Kein Mensch? Was ist der Mensch überhaupt? Und das Ich im Besonderen? Wie beeinflussen Arbeit und Arbeitslosigkeit unsere Konstruktion der Wirklichkeit, die Grenzen und Möglichkeiten des Ich? Clement Rosset gibt eine erste Antwort darauf, indem er zwischen einer sozialen und persönlichen Identität unterscheidet: "In jeder Identitätskrise 'bröckelt' zunächst die soziale Identität und bringt schließlich jenes zerbrechliche Gebilde ins Wanken, das man für sein Ich hält." Ausgelöst beispielsweise durch Arbeitslosigkeit, eine besondere Notlage, die für Cianni nicht nur eine Schwächung der sozialen Identität bedeutet, sondern überhaupt deren Ende, den Tod. Dementsprechend interessiert ihn, was die Philosophen über den Tod dachten und was sie für den Umgang mit ihm empfahlen. Aber auch wie sie sich im Augenblick ihres Todes selbst verhielten. Herausgekommen ist dabei keine philosophische Abhandlung, wie der Autor selbst sagt. Vielmehr gut durchdachte Gedanken zu einem ernsten Thema. Dabei streift Cianni, der Arbeitslose, in seinen Meditationen das Zeitempfinden ebenso wie die Einsamkeit und das Selbstwertgefühl.

* Angezeigte Einträge *

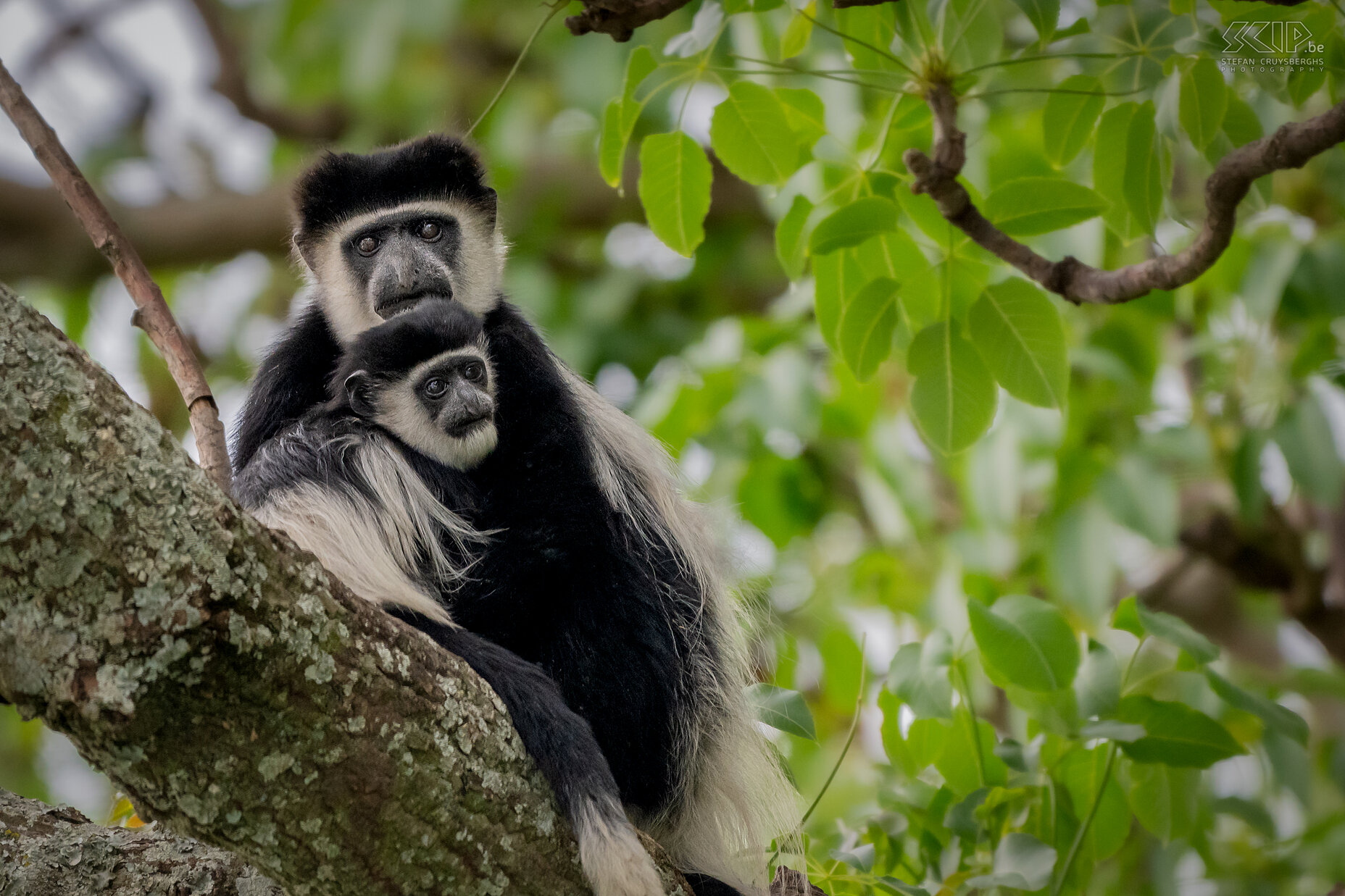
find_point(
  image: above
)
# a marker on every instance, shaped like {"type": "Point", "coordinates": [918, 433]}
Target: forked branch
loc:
{"type": "Point", "coordinates": [1290, 147]}
{"type": "Point", "coordinates": [152, 314]}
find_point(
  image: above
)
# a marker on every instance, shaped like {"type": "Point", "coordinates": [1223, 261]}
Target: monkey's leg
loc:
{"type": "Point", "coordinates": [562, 745]}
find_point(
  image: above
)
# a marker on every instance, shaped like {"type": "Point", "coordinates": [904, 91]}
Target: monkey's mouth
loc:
{"type": "Point", "coordinates": [463, 428]}
{"type": "Point", "coordinates": [397, 306]}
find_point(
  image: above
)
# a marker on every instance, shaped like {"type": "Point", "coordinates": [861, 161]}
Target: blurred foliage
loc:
{"type": "Point", "coordinates": [943, 487]}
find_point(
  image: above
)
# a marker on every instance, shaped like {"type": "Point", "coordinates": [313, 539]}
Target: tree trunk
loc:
{"type": "Point", "coordinates": [58, 852]}
{"type": "Point", "coordinates": [224, 679]}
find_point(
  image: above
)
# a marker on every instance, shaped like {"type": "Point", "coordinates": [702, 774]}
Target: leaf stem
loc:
{"type": "Point", "coordinates": [1087, 822]}
{"type": "Point", "coordinates": [975, 728]}
{"type": "Point", "coordinates": [556, 7]}
{"type": "Point", "coordinates": [862, 43]}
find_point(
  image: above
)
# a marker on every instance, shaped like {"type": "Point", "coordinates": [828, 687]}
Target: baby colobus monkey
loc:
{"type": "Point", "coordinates": [600, 571]}
{"type": "Point", "coordinates": [365, 502]}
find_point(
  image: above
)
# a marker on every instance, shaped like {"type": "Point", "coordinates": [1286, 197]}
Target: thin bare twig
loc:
{"type": "Point", "coordinates": [152, 312]}
{"type": "Point", "coordinates": [620, 18]}
{"type": "Point", "coordinates": [323, 124]}
{"type": "Point", "coordinates": [1290, 147]}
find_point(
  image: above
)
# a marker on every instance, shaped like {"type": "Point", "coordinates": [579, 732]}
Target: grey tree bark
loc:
{"type": "Point", "coordinates": [224, 679]}
{"type": "Point", "coordinates": [58, 852]}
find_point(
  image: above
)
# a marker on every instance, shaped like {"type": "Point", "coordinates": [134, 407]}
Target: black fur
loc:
{"type": "Point", "coordinates": [568, 583]}
{"type": "Point", "coordinates": [292, 378]}
{"type": "Point", "coordinates": [343, 185]}
{"type": "Point", "coordinates": [320, 447]}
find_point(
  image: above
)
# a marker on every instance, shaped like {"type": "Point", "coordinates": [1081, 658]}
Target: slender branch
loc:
{"type": "Point", "coordinates": [620, 18]}
{"type": "Point", "coordinates": [509, 78]}
{"type": "Point", "coordinates": [226, 682]}
{"type": "Point", "coordinates": [323, 124]}
{"type": "Point", "coordinates": [1290, 147]}
{"type": "Point", "coordinates": [152, 312]}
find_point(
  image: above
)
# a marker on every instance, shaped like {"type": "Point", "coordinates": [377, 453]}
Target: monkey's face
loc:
{"type": "Point", "coordinates": [444, 406]}
{"type": "Point", "coordinates": [381, 264]}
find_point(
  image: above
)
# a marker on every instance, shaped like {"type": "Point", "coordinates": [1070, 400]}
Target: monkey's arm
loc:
{"type": "Point", "coordinates": [291, 380]}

* Arbeitsanweisungen *
1 > Prüfen Sie, ob die Aussagen (a) bis (c) mit dem Auszug übereinstimmen: (a) Rosset trennt zwischen sozialer und persönlicher Identität. (b) Der Autor bezeichnet sein Werk als philosophische Abhandlung. (c) Die Einsamkeit gehört zu den Themen, die Cianni in seinen Meditationen streift. Antworten Sie jeweils mit Ja oder Nein und zitieren Sie die entscheidende Stelle wörtlich.
2 > Beantworten Sie anhand des Auszugs jede Frage in einer eigenen Zeile:
(a) Welche Identität „bröckelt“ laut Rosset in jeder Identitätskrise zuerst?
(b) Was bedeutet Arbeitslosigkeit für Cianni für die soziale Identität?
(c) Welche drei Themen streift Cianni in seinen Meditationen?
3 > Setzen Sie den Auszug über Ciannis Gedanken zu Arbeitslosigkeit und Identität im Anschluss an seinen letzten Satz fort.
Für die Bearbeitung sind die Einträge ohne Belang.

* Lösungen *
1 >
(a) Ja: „indem er zwischen einer sozialen und persönlichen Identität unterscheidet“
(b) Nein: „Herausgekommen ist dabei keine philosophische Abhandlung, wie der Autor selbst sagt.“
(c) Ja: „das Zeitempfinden ebenso wie die Einsamkeit und das Selbstwertgefühl“

2 >
(a) Die soziale Identität.
(b) Nicht nur ihre Schwächung, sondern ihr Ende, den Tod.
(c) Das Zeitempfinden, die Einsamkeit und das Selbstwertgefühl.

3 >
Sei der du bist.
In der Apologie des Sokrates,
schreibt Cianni, lädt Platon dazu ein, sich weniger darum zu
kümmern, was man hat, als darum, was man ist. "Er versteht seine
Definition von Weisheit - das Eigene tun - buchstäblich und
widmet den letzten Tag seines Lebens seiner
Lieblingsbeschäftigung: dem philosophischen Gespräch." Im
Mittelpunkt dabei: der ihm bevorstehende Tod. Für Sokrates kein
Grund, sich zu fürchten: Entweder stürze uns der Tod ins Nichts,
meint er, dann ist er nur ein "Schlaf, in welchem der Schlafende
auch nicht einmal einen Traum hat". Oder er ist eine
"Auswanderung von hinnen an einen anderen Ort". In beiden Fällen
ein Gewinn, sagt Sokrates ironisch gegenüber seinen Richtern, die
ihn zum Tode verurteilen.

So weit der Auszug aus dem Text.